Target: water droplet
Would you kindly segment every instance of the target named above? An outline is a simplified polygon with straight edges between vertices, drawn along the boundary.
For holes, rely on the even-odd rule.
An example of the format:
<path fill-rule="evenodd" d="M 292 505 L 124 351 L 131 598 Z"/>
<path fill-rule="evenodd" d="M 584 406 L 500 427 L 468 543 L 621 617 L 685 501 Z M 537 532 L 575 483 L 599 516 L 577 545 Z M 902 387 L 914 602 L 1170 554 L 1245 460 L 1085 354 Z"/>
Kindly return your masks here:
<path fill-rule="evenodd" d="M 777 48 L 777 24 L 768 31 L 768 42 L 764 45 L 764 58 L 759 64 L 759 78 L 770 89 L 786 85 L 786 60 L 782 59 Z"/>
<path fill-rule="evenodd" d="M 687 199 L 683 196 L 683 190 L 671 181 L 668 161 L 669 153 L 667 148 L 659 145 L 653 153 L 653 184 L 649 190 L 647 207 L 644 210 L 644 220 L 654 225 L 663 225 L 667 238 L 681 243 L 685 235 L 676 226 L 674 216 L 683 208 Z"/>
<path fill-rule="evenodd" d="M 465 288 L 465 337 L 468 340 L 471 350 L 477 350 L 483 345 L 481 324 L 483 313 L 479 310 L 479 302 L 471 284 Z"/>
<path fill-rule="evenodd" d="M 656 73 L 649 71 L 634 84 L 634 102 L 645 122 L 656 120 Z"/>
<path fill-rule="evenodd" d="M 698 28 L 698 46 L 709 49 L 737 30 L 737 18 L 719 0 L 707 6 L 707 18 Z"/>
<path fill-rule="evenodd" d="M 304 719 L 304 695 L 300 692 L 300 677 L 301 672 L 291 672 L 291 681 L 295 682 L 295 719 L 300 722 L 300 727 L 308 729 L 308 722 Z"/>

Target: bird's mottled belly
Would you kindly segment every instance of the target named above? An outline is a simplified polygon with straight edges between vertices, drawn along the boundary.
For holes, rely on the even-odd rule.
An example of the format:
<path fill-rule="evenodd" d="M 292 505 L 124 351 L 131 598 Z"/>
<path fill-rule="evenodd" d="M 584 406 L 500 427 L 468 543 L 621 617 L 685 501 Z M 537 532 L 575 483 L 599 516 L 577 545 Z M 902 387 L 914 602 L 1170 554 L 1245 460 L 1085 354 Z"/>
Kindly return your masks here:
───
- WHAT THE TASK REQUIRES
Please repeat the records, switching "even-odd rule" to "nonzero rule" everywhere it appears and changing nothing else.

- CORRECT RESULT
Target: water droplet
Would you kindly segment every instance of the target named above? An outline is a simplified polygon with straight edges between vertices, drawn along the boundary.
For holes, rely on the nonzero rule.
An example of the format:
<path fill-rule="evenodd" d="M 292 505 L 124 351 L 131 598 Z"/>
<path fill-rule="evenodd" d="M 584 406 L 500 427 L 468 543 L 621 617 L 685 501 Z M 537 532 L 575 483 L 599 516 L 577 545 Z M 902 387 L 914 602 L 1170 554 L 1245 460 L 1085 354 Z"/>
Kindly return your masks here:
<path fill-rule="evenodd" d="M 777 48 L 777 24 L 768 31 L 768 42 L 764 45 L 764 58 L 759 64 L 759 78 L 770 89 L 786 85 L 786 60 L 782 59 Z"/>
<path fill-rule="evenodd" d="M 687 199 L 683 196 L 683 190 L 671 181 L 668 161 L 669 153 L 667 148 L 659 145 L 653 153 L 653 184 L 649 190 L 647 207 L 644 210 L 644 220 L 654 225 L 663 225 L 667 238 L 681 243 L 685 235 L 676 226 L 674 216 L 683 208 Z"/>
<path fill-rule="evenodd" d="M 465 288 L 465 337 L 468 340 L 471 350 L 477 350 L 483 345 L 481 324 L 483 313 L 479 310 L 479 302 L 471 284 Z"/>
<path fill-rule="evenodd" d="M 656 73 L 649 71 L 634 84 L 634 102 L 645 122 L 656 120 Z"/>
<path fill-rule="evenodd" d="M 698 28 L 698 46 L 709 49 L 737 30 L 737 18 L 719 0 L 707 6 L 707 18 Z"/>
<path fill-rule="evenodd" d="M 304 719 L 304 695 L 300 692 L 300 677 L 301 672 L 291 672 L 291 681 L 295 682 L 295 719 L 300 722 L 300 727 L 308 729 L 308 722 Z"/>

Target: bird's mottled belly
Would you kindly segment every instance of the target named above? An outline is a simplified polygon with straight edges between vertices, drawn along the boundary.
For holes, rely on the nonzero rule.
An example of the format:
<path fill-rule="evenodd" d="M 292 505 L 124 351 L 131 598 Z"/>
<path fill-rule="evenodd" d="M 584 406 L 500 427 L 468 543 L 621 617 L 685 501 Z M 537 532 L 575 483 L 599 516 L 577 545 Z M 902 387 L 914 602 L 1170 554 L 1245 460 L 1085 354 Z"/>
Kindly return your masks here:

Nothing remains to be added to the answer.